EXERCISE
Pull out each line of the entries below that contains the string "tight".

RECORDS

Start of Block

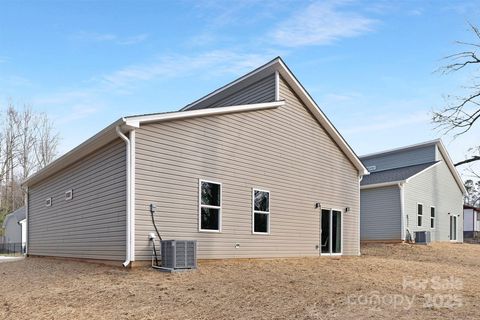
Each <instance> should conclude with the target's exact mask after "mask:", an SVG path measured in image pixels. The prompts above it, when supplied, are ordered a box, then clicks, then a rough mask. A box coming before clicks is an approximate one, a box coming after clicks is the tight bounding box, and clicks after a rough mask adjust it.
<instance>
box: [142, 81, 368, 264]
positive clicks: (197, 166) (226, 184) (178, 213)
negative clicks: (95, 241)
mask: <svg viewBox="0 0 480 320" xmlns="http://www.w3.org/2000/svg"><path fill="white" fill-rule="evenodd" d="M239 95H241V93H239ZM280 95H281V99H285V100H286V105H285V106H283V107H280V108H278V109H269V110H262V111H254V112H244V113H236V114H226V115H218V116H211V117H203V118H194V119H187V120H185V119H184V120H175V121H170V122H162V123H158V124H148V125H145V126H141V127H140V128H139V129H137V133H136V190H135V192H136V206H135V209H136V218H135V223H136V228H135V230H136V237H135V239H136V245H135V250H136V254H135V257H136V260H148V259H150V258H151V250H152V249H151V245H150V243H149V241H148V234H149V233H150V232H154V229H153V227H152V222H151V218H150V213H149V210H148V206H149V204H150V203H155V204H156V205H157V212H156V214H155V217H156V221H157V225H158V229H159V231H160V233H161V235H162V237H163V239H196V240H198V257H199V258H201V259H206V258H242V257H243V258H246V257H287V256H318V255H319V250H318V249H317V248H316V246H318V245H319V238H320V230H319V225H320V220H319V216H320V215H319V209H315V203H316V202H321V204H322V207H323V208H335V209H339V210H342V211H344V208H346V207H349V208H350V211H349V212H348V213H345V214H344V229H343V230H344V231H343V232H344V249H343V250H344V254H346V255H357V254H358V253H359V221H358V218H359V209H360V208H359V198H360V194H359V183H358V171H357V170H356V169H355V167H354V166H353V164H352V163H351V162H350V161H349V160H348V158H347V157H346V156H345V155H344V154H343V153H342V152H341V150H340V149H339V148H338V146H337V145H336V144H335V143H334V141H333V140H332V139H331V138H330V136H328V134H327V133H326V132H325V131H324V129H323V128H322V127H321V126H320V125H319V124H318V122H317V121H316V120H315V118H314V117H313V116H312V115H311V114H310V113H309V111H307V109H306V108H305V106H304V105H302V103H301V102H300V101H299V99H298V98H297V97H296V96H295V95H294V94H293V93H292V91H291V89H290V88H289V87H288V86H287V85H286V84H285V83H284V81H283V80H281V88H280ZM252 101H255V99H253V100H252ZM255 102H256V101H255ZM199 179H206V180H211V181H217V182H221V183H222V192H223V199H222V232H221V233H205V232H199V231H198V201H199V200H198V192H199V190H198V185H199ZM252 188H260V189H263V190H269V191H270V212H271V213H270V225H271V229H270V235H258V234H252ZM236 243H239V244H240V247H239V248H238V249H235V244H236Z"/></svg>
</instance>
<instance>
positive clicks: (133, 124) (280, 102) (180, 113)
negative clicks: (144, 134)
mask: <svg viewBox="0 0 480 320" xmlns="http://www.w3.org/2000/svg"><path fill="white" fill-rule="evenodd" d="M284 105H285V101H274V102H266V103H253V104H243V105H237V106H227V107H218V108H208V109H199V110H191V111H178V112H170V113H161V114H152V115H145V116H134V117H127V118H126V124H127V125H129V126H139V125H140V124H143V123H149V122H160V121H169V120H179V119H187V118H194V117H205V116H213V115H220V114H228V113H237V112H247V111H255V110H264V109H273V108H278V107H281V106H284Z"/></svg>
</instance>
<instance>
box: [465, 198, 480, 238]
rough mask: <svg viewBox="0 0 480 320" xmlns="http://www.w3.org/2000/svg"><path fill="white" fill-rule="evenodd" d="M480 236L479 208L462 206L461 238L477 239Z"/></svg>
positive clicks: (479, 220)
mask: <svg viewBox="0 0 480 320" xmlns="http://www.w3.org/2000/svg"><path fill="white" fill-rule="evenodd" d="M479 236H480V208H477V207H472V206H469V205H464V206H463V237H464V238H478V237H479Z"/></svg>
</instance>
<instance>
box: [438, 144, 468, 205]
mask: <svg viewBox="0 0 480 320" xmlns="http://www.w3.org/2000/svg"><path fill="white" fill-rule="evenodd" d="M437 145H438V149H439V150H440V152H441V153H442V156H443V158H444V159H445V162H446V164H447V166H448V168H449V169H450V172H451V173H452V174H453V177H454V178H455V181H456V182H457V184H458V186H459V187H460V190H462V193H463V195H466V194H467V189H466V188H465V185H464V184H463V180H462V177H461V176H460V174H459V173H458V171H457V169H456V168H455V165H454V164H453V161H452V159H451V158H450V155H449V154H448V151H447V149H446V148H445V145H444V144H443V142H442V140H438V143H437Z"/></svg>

End of Block
Start of Block

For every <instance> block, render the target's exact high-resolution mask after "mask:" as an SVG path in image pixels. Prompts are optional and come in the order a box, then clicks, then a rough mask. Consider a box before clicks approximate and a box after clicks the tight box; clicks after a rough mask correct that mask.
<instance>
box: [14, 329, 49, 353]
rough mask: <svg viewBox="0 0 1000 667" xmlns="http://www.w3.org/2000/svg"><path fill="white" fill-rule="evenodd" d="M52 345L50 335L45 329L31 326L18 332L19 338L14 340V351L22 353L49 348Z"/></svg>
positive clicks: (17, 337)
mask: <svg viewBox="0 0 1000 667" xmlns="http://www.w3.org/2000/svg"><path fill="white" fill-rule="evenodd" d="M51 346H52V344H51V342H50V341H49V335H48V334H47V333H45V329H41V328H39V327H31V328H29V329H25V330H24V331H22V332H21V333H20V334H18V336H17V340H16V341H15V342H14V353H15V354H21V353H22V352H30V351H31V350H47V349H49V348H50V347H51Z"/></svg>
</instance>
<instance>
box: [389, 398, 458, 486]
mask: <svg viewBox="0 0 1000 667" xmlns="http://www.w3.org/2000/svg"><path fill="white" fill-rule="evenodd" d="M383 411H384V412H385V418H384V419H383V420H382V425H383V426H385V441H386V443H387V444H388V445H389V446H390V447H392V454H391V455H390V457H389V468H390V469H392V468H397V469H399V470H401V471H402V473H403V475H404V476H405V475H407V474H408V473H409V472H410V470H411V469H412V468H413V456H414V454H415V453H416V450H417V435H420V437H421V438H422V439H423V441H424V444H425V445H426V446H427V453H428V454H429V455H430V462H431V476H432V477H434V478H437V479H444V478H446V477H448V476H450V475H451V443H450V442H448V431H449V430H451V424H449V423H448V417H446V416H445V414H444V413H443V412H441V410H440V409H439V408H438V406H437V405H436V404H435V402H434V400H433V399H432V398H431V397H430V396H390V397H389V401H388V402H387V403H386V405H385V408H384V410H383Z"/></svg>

End of Block

TASK SOLUTION
Each <instance> should conclude with the target's exact mask after "mask:", an SVG path measured in image pixels. The prompts above it, when supplied, are ordered a box, then clicks, then a rough mask. A box coming before clicks is an approximate one, a box coming after clicks is the tight bounding box, and clicks after a rough mask adjust it.
For every <instance> block, render the target's exact high-resolution mask after "mask:" as an SVG path in image pixels. Prompts are optional and come in the order a box, then clicks, then a rough mask. Consider a box before clicks approximate and a box after clicks the tight box; clicks after a rough mask correct that mask.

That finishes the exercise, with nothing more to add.